**Problem statement**:
Copy the listing from the line with "the orange leaves" through the line with "top-left (116, 450), bottom-right (209, 509)", substituting "gray shorts" for "green shorts" and changing nothing else.

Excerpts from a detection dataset
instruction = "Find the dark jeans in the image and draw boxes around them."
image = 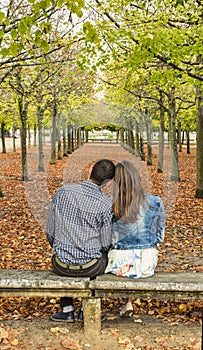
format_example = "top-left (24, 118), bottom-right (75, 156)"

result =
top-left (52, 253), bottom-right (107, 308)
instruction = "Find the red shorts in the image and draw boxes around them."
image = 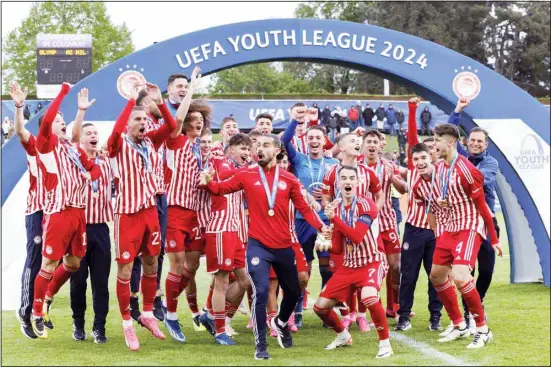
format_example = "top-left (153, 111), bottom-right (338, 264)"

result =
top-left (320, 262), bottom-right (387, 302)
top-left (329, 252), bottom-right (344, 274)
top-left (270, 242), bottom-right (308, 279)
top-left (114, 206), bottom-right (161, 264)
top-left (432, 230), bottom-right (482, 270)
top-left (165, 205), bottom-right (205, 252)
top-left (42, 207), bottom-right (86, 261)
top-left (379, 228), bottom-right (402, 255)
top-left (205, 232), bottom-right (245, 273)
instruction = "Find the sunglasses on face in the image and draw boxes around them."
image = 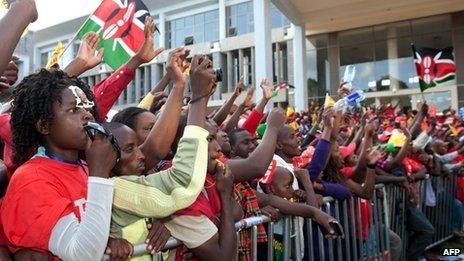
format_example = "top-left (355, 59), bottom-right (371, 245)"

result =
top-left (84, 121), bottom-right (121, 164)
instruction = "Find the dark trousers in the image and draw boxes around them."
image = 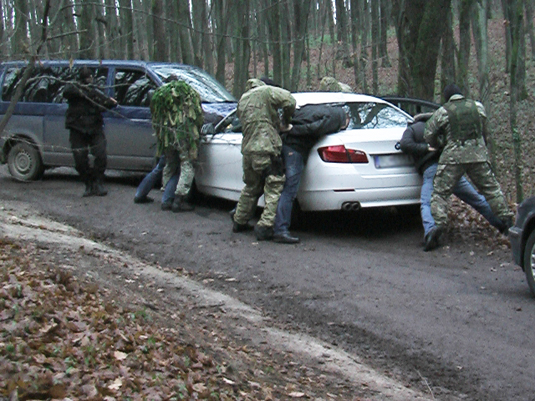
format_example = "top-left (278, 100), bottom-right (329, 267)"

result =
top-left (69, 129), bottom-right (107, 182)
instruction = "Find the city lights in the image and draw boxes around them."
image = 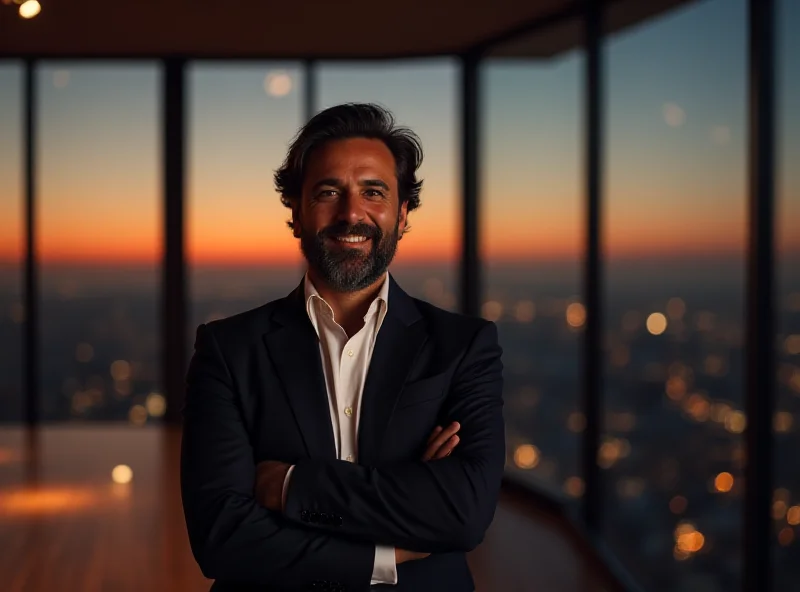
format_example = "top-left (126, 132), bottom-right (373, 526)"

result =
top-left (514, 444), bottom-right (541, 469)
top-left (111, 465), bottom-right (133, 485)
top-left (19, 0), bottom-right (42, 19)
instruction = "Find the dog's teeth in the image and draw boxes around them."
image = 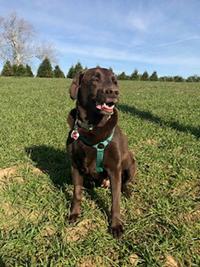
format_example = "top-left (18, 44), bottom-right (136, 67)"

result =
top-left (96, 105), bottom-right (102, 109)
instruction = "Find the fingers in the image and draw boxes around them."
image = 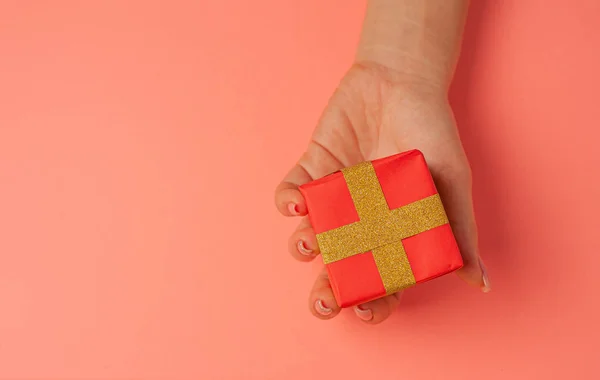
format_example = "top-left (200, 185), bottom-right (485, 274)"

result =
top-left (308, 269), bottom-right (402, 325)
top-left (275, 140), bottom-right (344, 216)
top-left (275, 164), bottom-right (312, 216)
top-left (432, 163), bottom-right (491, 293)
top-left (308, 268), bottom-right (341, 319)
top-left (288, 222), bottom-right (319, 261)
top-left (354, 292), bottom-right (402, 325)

---

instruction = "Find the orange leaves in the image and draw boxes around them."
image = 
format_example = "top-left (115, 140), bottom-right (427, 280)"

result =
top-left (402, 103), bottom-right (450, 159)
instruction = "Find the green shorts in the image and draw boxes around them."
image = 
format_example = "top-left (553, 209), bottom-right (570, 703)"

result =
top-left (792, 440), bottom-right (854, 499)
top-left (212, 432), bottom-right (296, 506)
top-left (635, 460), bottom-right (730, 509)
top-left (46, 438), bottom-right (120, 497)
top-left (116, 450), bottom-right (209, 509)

---

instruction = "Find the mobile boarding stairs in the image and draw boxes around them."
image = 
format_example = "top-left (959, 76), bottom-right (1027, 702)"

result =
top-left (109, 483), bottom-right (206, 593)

**Exercise output**:
instruction = "Find the orange leaves in the image and draw boxes around them."
image = 
format_example = "top-left (115, 140), bottom-right (427, 280)"

result =
top-left (402, 103), bottom-right (450, 159)
instruction = "Find the gray shorts in the image and draw boxes around them."
image = 
format_example = "top-left (553, 209), bottom-right (570, 703)"

result =
top-left (792, 440), bottom-right (854, 499)
top-left (212, 432), bottom-right (296, 506)
top-left (635, 460), bottom-right (730, 509)
top-left (46, 438), bottom-right (120, 497)
top-left (116, 450), bottom-right (209, 509)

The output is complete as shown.